### PROBLEM STATEMENT
In the text below about Lloyd Pierce taking over the Hawks, which qualities does GM Travis Schlenk say Pierce has?

━━━━━ SUPPLIED TEXT

The move is a bet for both sides. Pierce gives up his place with the soaring Sixers, a star-laden squad knocking on greatness, to take the helm of a team that finished last in the NBA’s eastern division. But Pierce says he was impressed with all aspects of the Hawks’ organization—from its players to its facilities to its room to improve under the league’s salary cap.

And he’s keenly aware that the world’s best basketball league doesn’t come knocking with such opportunities often. “There are 30 head coaching job in the NBA,” he says. “To be part of that elite group … It’s humbling.”

Mentor at Santa Clara—and to Steph Curry

The Hawks, meanwhile, are putting their faith in an untested head coaching talent, though one whom GM Travis Schlenk says checks all the boxes—leadership, defensive chops, and ability to connect with young players.

It’s a bet that has the endorsement of one of the league’s megastars. “I think it’s a great thing for the Hawks and it’s a great hire,” the Warriors’ Steph Curry said after the decision.

Philadelphia 76ers V Golden State Warriors
It’s the Philadelphia 76ers versus Golden State Warriors on the court—but Lloyd Pierce, right, helped mentor superstar Steph Curry when they were on the same team. / Photo by Noah Graham/NBAE via Getty Images

Pierce was an assistant with the Warriors early in Curry’s career, and the future two-time NBA MVP made a point of reaching out to him for extra drills. “He invests his entire self into the game,” Curry said. “He’s a player’s coach and he’s going to try to put the guys in the right positions and really care about them.”

━━━━━━━━━━
━━━━━ DATA FOR ANALYSIS

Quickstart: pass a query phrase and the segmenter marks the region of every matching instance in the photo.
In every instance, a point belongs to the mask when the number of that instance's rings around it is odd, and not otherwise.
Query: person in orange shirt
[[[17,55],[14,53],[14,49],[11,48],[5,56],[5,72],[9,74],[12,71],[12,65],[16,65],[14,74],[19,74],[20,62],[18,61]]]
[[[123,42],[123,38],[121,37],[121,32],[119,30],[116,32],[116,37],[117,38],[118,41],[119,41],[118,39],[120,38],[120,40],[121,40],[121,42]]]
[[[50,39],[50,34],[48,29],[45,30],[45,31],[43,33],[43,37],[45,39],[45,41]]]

━━━━━━━━━━

### OUTPUT OF THE TASK
Leadership, defensive chops, and the ability to connect with young players.